Text excerpt
Notwithstanding anything in this Commitment Letter, the Fee Letter, the Financing Documentation (as defined in the Term Sheet) or any other letter agreement or other undertaking between you and us concerning the financing of the Acquisition to the contrary, (i) the only representations the accuracy of which will be a condition to the availability of the Senior Credit Facility and the Accordion Increase on the Closing Date will be (a) the representations made by or with respect to the Acquired Company in the Acquisition Agreement (but only to the extent that the breach of such representations and warranties would permit Borrower (or its applicable affiliate) not to close the Acquisition as a result of a failure of such representation and warranty in the Acquisition Agreement or be true and correct) and (b) the Specified Representations (as defined below) and (ii) the terms of the Financing Documentation will be in a form such that it does not impair the availability of the Senior Credit Facility and the Accordion Increase on the Closing Date if all conditions expressly set forth in this Commitment Letter are satisfied; provided, however, that nothing in the preceding clause (i) shall be construed to limit the individual conditions expressly set forth in the Term Sheet.  For purposes hereof, "Specified Representations" means the representations and warranties referred to in the Term Sheet relating to organization; requisite power and authority (as they relate to due authorization, execution, delivery and performance of the Financing Documentation); qualifications; due authorization, execution and delivery and enforceability of the Financing Documentation; no conflicts of the Financing Documentation with organizational documents or applicable law; binding obligation; Investment Company Act; Federal Reserve margin stock regulations; solvency as of the Closing Date (after giving effect to the Acquisition) of the Borrower and its subsidiaries on a consolidated basis; senior indebtedness; Patriot Act, OFAC and other similar money laundering or anti-terrorism laws.

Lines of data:
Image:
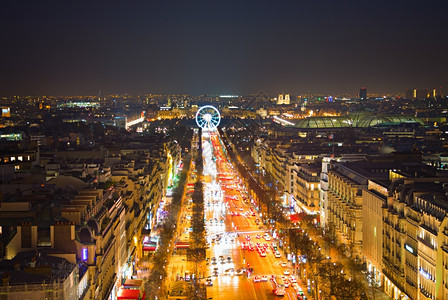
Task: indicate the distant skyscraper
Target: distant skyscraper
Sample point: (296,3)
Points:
(283,99)
(363,93)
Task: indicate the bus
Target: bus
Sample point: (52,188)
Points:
(279,289)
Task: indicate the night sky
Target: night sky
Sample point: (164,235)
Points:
(221,47)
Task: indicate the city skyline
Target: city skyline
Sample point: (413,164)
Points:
(221,48)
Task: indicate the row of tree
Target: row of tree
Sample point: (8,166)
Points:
(196,253)
(328,279)
(155,285)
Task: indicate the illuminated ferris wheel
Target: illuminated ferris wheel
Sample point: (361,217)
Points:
(208,117)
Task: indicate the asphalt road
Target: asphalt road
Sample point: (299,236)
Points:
(220,203)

Your tasks
[A] According to the commitment letter excerpt, as of what point must the solvency of the Borrower and its subsidiaries be represented?
[B] Summarize the commitment letter excerpt in two sentences.
[C] Carry the commitment letter excerpt on past its final sentence.

Answers in order
[A] As of the Closing Date, after giving effect to the Acquisition.

[B] Regardless of any contrary terms in related documents, the only representations whose accuracy conditions the availability of the Senior Credit Facility and the Accordion Increase on the Closing Date are the Specified Representations and certain Acquisition Agreement representations about the Acquired Company. The Financing Documentation must not impair that availability if the letter's conditions are met, and the Specified Representations are those in the Term Sheet covering matters such as organization, authority, enforceability, solvency, and money laundering and anti-terrorism laws.

[C]
 
SYNDICATION
 
It is agreed that RBS Citizens or Citizens will act as the administrative agent (in such capacity, the "Administrative Agent") for the Banks and/or the Lenders, as the case may be, and as sole lead arranger and sole book runner (in such capacity, the "Lead Arranger") of the syndication effort for the Accordion Increase.  In connection with such syndication effort, RBS Citizens, in consultation with you, will manage all aspects of the syndication, including, without limitation, making decisions as to the selection and number of institutions to be approached and when such institutions will be approached, when commitments will be accepted, which institutions will participate, the allocations of commitments among syndicate Banks or Lenders, as the case may be (subject to the terms of the Fee Letter), and the amount and distribution of fees payable to syndicate Banks or Lenders; provided that, other than as set forth in the Fee Letter, no additional fees will be payable by Borrower or its subsidiaries.  The Lead Arranger shall have the right, in consultation with you, to award titles to other co-agents or arrangers who are Lenders that provide (or whose affiliates provide) commitments in respect of the Accordion Increase; provided, that no other agent, co-agent or arranger other than the Lead Arranger will have rights in respect of the management of the syndication of the Senior Credit Facility (including, without limitation, in respect of "flex" rights under the Fee Letter, over which the Lead Arranger will have sole control).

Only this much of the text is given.